◆ Short problem:
Copy out every one of the records below, word for word and line for line.

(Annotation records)
--------------------
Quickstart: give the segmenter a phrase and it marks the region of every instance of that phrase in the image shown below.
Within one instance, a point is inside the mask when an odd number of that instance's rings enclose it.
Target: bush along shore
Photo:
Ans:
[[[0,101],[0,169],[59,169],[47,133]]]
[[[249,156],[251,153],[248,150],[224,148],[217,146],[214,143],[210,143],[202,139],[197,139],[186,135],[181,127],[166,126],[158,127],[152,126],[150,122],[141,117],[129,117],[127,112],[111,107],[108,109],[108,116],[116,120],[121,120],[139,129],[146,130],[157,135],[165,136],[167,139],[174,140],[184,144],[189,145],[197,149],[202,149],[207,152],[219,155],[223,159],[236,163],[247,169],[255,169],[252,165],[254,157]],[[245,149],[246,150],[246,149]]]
--------------------
◆ Finished task:
Quickstart: give the segmenter a phrase and it marks the region of every instance of that phrase in the image shown below.
Within one instance, a point is inside the mask when an odd number of that instance's rings enclose it.
Target: bush along shore
Photo:
Ans:
[[[0,101],[0,169],[59,169],[47,133]]]
[[[249,156],[251,153],[248,150],[224,148],[217,146],[214,143],[210,143],[202,139],[197,139],[186,135],[181,127],[166,126],[158,127],[152,126],[150,122],[141,117],[129,117],[127,112],[111,107],[108,109],[108,116],[116,120],[121,120],[139,129],[146,130],[157,135],[165,136],[167,139],[174,140],[184,144],[189,145],[197,149],[202,149],[207,152],[219,155],[223,159],[236,163],[247,169],[255,169],[252,165],[254,157]],[[245,149],[246,150],[246,149]]]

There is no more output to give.